• [TO BE DONE]: Reproduce verbatim the stretch of lines from the one containing "the truck tyre" through the one containing "point(133, 202)", including both of those lines.

• [DATA SUPPLIED]:
++++++
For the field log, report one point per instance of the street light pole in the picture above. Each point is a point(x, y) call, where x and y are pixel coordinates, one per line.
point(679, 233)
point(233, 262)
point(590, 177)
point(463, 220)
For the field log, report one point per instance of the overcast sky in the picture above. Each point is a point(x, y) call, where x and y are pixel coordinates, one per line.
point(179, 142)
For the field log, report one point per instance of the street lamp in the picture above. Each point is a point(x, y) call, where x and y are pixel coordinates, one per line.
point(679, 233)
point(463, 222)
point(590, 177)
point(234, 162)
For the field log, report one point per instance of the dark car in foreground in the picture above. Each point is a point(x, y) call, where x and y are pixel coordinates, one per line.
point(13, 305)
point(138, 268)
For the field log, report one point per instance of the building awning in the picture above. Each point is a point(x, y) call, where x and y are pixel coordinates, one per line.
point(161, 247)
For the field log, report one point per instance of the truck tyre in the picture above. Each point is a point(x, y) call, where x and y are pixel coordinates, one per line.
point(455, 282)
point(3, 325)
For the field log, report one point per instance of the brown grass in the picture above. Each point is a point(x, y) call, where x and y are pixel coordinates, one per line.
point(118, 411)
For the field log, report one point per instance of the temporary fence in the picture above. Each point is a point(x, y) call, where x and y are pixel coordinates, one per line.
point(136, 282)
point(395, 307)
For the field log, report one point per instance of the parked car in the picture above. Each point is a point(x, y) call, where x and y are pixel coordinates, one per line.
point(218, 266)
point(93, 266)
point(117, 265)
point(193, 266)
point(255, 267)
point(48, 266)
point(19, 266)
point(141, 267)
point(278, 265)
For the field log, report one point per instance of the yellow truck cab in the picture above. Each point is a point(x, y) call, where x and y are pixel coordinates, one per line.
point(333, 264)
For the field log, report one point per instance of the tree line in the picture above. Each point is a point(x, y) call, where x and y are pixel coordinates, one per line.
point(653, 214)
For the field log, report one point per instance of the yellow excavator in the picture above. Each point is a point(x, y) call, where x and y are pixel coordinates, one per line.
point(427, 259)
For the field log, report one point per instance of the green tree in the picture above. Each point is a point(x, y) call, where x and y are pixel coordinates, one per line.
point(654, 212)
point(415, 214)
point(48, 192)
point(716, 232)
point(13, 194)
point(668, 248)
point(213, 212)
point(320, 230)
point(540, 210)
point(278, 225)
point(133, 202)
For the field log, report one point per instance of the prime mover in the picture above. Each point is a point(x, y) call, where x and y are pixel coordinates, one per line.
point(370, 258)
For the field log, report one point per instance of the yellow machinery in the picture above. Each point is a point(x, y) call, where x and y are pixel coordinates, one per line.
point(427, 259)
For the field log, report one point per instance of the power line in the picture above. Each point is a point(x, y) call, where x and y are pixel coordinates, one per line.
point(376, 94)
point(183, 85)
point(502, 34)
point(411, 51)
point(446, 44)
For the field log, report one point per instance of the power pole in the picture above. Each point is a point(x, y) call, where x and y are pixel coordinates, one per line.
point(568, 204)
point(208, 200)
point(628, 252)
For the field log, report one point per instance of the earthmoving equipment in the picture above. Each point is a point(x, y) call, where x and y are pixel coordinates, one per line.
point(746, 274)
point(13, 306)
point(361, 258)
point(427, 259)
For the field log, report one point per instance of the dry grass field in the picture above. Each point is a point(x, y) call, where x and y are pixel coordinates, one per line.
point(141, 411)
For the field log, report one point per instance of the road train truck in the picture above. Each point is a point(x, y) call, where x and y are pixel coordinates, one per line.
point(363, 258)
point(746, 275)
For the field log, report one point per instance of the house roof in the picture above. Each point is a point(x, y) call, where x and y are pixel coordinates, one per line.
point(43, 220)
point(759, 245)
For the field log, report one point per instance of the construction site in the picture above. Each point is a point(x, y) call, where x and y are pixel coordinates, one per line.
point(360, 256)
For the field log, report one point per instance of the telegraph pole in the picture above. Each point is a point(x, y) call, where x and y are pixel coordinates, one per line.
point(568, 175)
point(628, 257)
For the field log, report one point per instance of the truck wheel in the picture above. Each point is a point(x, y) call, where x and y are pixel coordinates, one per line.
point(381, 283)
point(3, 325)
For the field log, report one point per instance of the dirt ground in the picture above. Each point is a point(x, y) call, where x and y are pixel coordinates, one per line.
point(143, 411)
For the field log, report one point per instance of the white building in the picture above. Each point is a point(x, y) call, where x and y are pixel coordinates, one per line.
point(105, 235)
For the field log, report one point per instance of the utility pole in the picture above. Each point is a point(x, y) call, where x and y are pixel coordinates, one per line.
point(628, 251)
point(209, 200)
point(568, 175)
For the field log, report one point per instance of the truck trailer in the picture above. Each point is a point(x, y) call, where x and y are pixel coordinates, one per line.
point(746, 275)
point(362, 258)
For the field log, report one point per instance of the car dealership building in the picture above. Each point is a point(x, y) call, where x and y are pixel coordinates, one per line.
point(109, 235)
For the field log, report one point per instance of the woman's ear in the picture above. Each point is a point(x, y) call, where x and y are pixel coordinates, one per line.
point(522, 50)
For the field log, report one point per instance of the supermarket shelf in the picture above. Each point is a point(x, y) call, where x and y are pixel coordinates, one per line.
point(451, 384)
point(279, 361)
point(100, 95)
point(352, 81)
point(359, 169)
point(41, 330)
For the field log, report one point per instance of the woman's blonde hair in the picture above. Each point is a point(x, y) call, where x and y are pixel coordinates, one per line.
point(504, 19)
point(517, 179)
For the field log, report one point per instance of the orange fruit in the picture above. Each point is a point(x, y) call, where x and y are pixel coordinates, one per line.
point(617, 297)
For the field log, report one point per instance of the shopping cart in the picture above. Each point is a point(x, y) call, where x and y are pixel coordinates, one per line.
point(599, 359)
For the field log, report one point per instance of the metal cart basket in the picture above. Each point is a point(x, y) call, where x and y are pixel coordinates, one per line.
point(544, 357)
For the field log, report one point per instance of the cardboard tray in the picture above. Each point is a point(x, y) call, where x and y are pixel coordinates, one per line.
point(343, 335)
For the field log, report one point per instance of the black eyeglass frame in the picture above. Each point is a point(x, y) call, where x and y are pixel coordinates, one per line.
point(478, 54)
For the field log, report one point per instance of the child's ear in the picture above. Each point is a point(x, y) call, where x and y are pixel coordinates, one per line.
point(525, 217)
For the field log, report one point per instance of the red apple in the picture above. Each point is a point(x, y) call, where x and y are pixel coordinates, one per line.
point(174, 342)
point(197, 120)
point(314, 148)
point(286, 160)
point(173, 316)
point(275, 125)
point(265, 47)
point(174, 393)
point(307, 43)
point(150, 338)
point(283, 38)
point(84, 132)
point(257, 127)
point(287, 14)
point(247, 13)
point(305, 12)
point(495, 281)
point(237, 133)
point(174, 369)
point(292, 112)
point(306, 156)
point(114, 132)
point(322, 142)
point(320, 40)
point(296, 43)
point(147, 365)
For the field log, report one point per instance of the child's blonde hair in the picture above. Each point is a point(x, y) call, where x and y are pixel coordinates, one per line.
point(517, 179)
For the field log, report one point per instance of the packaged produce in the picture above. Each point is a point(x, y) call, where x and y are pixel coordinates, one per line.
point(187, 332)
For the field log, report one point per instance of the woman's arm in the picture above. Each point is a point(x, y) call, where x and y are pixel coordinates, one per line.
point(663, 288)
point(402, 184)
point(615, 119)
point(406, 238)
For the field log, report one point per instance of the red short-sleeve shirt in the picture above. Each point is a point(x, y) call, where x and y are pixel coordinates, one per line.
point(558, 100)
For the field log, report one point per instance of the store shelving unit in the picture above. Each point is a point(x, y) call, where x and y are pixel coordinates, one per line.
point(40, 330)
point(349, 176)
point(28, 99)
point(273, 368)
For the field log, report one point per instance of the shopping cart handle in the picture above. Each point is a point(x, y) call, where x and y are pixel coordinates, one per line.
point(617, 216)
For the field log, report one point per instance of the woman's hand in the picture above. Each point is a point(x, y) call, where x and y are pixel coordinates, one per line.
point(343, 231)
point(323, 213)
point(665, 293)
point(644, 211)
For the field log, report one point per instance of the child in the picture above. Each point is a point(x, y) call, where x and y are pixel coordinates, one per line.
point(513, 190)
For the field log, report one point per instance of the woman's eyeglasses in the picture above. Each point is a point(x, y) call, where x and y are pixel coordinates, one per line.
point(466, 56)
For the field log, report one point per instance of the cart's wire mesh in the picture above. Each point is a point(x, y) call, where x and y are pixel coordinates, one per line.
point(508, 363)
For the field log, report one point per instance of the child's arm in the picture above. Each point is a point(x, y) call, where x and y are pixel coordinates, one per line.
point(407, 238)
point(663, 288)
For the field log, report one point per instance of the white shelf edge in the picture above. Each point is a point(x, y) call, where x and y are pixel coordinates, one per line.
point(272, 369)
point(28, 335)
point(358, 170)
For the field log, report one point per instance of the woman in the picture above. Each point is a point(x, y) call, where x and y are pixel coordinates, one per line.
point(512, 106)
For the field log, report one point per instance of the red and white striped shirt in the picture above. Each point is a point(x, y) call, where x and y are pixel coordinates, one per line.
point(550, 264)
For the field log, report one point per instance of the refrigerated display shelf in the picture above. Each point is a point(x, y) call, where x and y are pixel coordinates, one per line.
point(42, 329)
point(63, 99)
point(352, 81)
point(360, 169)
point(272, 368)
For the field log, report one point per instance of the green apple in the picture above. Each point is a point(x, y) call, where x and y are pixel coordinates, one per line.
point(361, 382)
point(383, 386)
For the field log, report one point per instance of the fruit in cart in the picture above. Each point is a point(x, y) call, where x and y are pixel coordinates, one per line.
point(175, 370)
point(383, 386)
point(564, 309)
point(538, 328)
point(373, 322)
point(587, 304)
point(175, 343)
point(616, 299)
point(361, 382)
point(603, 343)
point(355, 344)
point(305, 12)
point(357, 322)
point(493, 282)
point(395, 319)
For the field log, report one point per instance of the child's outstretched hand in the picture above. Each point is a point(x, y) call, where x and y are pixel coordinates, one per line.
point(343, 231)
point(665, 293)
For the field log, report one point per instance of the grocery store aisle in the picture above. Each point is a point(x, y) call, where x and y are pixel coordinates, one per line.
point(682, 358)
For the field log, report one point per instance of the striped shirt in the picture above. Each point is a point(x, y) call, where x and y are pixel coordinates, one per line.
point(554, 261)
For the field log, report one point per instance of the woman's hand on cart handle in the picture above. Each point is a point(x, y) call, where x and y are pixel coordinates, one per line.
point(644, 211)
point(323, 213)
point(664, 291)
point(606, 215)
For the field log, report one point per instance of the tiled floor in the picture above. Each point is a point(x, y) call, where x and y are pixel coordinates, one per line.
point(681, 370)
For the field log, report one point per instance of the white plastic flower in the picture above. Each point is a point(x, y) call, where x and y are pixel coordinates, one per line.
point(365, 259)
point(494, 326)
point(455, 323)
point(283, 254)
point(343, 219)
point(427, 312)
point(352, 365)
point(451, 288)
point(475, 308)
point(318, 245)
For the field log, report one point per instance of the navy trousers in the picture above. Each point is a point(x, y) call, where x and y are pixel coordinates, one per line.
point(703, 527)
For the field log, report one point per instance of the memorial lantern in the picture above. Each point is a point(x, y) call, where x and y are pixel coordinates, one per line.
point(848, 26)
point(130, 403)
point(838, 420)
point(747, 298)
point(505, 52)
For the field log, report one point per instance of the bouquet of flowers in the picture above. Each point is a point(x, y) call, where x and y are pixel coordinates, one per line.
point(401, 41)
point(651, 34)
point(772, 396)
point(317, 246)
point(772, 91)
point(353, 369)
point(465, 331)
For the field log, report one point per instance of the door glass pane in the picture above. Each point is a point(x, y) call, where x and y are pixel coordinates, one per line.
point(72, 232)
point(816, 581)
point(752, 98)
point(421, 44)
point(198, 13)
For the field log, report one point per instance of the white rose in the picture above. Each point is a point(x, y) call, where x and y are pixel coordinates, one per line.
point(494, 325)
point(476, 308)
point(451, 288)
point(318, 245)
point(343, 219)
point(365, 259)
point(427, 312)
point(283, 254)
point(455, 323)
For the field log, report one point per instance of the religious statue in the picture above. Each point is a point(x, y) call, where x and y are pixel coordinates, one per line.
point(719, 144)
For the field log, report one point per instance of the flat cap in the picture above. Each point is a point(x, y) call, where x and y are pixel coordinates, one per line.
++++++
• [COMPLETED TASK]:
For the field log, report one point per instance of the truck tyre in the picture above. Each point is a point(x, y) call, where x and y are pixel coordinates, one per line.
point(455, 282)
point(3, 325)
For the field log, report one point per instance of the brown grass in the picture above. Each point is a point(x, y) call, where x and y are pixel coordinates, one per line.
point(118, 411)
For the field log, report one point per instance of the temporary fence in the picture above. Each point is a point(x, y) call, where x and y are pixel coordinates, one per line.
point(136, 282)
point(395, 307)
For the field log, report one point per instance of the parked car in the picture above. Each point is a point(x, y) call, where x and y are pixel coordinates, one per line.
point(218, 266)
point(93, 266)
point(117, 265)
point(193, 266)
point(255, 267)
point(48, 266)
point(19, 266)
point(141, 267)
point(278, 265)
For the field log, report one point per instance of the yellow truck cab in the picture above. Each point is a point(x, y) call, where x and y are pixel coordinates, one per line.
point(333, 264)
For the field log, report one point per instance of the tree line in the picture above. Each point is a point(x, y) call, where x and y are pixel coordinates, one per line.
point(653, 214)
For the field log, report one point per instance of the yellow excavator in the picture above. Each point is a point(x, y) call, where x and y are pixel coordinates, one per line.
point(427, 259)
For the field log, report one point per instance of the green tree in the picture above. Each point is a point(x, y) call, where x and y are pixel coordinates, one per line.
point(654, 212)
point(415, 214)
point(48, 192)
point(716, 232)
point(13, 194)
point(668, 248)
point(213, 212)
point(320, 230)
point(540, 210)
point(278, 225)
point(133, 202)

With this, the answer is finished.